• _INPUT FOR THIS TASK_:
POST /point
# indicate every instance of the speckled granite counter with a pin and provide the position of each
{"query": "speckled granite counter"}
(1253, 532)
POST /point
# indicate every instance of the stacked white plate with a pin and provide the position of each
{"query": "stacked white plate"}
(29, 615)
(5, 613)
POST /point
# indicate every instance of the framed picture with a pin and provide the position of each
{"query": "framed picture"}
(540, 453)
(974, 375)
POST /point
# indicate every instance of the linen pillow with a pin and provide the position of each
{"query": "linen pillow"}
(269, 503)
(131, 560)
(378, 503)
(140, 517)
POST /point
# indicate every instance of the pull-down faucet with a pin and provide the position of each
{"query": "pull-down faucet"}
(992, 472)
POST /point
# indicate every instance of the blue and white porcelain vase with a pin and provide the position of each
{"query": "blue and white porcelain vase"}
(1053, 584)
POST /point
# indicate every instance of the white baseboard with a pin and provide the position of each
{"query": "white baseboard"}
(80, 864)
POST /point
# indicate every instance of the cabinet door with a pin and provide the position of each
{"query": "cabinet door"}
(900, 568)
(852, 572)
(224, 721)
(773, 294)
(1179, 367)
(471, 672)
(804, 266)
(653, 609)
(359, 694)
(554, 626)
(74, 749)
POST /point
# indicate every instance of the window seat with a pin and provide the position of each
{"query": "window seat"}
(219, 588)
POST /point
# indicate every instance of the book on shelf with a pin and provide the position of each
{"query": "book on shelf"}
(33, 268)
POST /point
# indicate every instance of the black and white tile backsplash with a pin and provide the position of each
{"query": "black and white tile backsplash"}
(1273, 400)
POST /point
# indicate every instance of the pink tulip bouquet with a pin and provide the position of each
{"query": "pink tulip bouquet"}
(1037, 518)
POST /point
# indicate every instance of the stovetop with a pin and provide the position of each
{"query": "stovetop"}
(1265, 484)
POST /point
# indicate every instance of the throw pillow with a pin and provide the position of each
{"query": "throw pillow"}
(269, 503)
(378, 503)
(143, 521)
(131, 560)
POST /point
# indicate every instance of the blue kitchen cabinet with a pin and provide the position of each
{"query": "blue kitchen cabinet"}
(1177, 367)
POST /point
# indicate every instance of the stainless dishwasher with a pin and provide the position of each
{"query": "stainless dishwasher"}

• _YOUR GOAL_: Supply the count of lines in the entries that contain the word "stainless", and nothing besides.

• _ANSWER SECTION_: 2